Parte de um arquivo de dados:
○ ○ ○ ○
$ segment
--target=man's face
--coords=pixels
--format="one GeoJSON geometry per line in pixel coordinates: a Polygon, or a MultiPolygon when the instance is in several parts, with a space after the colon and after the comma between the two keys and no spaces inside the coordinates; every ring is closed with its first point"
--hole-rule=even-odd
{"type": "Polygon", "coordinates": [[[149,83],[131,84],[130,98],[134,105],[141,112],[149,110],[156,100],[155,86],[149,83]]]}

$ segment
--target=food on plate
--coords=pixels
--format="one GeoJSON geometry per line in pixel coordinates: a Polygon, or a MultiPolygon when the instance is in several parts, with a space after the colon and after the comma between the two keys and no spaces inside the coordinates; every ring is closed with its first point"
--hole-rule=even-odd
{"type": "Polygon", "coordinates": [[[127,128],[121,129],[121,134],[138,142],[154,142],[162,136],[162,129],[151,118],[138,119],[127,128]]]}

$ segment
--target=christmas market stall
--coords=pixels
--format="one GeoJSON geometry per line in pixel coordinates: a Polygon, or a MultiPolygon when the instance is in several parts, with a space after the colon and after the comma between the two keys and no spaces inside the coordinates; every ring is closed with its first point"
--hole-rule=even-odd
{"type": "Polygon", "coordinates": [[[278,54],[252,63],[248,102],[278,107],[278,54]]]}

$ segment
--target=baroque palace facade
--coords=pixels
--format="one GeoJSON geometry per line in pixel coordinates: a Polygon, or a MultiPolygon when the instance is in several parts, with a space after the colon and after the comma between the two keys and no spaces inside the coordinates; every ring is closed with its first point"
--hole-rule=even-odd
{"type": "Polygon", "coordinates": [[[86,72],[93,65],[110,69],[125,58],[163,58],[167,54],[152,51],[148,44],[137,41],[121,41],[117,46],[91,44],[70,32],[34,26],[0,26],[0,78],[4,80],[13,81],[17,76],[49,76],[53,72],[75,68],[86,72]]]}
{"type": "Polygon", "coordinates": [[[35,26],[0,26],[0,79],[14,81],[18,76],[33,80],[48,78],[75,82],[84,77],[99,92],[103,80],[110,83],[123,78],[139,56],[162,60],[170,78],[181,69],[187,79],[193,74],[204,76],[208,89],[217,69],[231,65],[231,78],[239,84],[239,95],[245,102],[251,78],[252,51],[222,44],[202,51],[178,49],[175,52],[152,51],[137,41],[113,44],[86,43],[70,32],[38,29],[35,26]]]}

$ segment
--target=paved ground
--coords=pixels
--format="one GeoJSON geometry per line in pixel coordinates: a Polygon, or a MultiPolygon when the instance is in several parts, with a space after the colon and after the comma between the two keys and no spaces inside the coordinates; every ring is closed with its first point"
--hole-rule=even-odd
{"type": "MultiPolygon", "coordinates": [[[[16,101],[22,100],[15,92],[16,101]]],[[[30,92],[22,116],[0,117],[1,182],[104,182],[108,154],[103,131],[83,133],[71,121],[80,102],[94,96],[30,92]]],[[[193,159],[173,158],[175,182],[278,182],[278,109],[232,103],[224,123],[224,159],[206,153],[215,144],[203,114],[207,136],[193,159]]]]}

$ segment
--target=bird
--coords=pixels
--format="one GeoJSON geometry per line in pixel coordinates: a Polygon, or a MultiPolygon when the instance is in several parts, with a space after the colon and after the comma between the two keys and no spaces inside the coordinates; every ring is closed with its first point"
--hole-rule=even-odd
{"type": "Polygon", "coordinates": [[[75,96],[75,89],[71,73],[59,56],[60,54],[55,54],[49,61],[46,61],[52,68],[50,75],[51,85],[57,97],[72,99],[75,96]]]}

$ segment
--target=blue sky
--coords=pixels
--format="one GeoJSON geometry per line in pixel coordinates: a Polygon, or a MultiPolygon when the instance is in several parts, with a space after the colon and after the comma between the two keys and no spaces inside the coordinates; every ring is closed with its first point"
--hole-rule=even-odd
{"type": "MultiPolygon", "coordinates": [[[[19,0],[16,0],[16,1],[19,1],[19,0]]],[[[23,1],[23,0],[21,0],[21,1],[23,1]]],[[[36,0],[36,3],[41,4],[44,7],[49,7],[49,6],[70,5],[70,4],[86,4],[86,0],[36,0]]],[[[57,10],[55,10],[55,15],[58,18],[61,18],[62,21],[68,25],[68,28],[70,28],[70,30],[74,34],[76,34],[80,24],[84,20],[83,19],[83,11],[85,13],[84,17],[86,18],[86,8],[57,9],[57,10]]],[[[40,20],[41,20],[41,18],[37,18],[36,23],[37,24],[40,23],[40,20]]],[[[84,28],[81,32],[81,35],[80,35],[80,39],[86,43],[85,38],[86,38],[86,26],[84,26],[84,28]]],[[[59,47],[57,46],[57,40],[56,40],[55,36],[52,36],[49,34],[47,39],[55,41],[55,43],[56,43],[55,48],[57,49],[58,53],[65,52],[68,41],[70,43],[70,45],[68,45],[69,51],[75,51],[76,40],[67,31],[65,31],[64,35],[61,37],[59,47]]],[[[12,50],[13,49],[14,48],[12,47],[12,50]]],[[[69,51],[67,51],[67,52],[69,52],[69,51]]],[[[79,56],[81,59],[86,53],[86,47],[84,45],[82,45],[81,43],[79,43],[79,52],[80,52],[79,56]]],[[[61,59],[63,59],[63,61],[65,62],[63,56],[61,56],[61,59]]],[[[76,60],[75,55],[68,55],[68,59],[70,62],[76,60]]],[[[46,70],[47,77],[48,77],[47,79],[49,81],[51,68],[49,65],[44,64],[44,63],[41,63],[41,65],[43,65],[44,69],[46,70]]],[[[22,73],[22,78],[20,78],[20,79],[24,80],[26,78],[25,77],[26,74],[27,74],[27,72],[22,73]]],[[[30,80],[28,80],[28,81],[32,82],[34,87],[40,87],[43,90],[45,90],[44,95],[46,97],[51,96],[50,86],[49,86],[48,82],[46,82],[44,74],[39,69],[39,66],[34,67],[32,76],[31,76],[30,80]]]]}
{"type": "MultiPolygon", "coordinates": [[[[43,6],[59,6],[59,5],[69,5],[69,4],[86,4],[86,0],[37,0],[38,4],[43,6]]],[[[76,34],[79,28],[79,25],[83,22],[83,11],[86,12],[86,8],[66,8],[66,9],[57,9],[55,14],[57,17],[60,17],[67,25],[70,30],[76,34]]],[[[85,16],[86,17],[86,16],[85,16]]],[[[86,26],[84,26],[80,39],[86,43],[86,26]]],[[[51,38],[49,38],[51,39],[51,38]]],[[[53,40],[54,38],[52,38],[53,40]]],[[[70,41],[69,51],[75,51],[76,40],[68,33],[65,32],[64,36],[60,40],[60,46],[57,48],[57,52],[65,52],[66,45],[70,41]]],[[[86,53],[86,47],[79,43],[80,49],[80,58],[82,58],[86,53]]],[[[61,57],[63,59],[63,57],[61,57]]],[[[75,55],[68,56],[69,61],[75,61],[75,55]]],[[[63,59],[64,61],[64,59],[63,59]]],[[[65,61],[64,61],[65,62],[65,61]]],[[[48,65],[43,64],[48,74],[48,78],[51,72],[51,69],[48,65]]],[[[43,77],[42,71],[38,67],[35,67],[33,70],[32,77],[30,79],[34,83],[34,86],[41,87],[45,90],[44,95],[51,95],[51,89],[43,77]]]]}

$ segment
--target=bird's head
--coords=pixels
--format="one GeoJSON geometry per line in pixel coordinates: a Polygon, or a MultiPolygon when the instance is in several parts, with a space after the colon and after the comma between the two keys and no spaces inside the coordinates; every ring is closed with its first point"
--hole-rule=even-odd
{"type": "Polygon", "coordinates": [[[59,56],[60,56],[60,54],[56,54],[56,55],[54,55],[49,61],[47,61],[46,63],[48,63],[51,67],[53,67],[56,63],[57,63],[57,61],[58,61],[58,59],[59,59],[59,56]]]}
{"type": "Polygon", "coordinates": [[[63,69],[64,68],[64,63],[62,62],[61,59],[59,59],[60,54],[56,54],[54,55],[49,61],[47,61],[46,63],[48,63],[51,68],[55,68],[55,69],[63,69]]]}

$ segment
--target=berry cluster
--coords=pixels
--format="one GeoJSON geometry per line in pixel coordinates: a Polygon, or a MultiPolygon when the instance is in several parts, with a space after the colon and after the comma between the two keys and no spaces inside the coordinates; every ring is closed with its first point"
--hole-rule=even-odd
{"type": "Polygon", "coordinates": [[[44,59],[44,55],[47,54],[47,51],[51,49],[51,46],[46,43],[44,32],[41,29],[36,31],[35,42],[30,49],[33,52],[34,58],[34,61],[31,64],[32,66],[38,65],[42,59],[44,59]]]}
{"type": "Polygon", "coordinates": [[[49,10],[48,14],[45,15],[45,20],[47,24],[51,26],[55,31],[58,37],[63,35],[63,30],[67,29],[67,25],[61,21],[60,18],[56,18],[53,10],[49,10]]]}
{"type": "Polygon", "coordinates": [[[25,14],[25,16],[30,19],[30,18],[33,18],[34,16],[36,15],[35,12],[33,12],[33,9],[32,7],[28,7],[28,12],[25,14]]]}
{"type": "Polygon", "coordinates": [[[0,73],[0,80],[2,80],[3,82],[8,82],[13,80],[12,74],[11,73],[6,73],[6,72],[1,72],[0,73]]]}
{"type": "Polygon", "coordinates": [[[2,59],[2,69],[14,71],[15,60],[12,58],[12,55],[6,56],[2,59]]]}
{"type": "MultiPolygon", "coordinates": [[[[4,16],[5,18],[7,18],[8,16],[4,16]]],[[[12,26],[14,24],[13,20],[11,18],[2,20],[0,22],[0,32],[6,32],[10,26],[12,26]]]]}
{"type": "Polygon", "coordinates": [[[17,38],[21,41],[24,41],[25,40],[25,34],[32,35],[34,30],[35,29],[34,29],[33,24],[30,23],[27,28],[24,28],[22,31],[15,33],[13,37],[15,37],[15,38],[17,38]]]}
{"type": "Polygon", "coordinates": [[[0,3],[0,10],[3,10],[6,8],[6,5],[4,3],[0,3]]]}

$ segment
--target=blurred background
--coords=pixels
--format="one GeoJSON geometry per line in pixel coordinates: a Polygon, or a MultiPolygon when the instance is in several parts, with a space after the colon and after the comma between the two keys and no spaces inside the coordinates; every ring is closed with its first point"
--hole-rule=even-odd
○ ○ ○ ○
O que fazer:
Localize, nos itens acima, todas as linhas que contêm a palavra "target" e copie cada uma delas por inteiro.

Resposta completa:
--target=man's face
--target=food on plate
--target=christmas market stall
--target=baroque palace facade
--target=paved ground
--target=bird
--target=blue sky
--target=bird's head
--target=berry cluster
--target=blurred background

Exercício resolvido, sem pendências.